Extract every line of the entries below that contains the word "like". Matches must have the same letter case.

Data extracted from a collection:
——

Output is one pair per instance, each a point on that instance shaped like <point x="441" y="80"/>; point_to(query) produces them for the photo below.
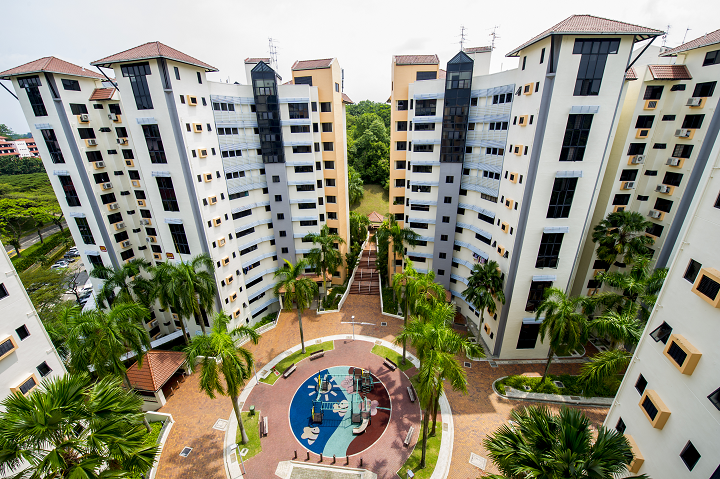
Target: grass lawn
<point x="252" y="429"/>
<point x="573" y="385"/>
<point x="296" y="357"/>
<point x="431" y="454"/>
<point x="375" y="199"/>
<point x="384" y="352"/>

——

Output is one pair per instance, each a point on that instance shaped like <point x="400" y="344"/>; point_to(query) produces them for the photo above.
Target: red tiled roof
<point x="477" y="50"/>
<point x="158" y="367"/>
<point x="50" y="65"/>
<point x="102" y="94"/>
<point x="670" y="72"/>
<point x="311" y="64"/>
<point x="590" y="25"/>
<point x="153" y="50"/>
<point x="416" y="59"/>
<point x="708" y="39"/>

——

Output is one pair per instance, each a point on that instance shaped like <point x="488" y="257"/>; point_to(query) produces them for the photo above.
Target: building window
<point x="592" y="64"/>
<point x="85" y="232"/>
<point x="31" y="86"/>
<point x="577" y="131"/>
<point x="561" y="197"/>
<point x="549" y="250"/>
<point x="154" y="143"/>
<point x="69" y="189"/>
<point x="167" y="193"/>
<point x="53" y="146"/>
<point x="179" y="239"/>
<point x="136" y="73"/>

——

• _Exercise solution_:
Output is one pair per instance, each a point on that instance shaped like <point x="441" y="80"/>; point_to(query) produces them for the photo below.
Output is one pair per instance, each a point on that instance shaped like <point x="400" y="344"/>; point_to(query) produces them for the photo above.
Output is one pair per instance, each a point on that instance shaped like <point x="488" y="257"/>; point_to(query) produces them for the photo above.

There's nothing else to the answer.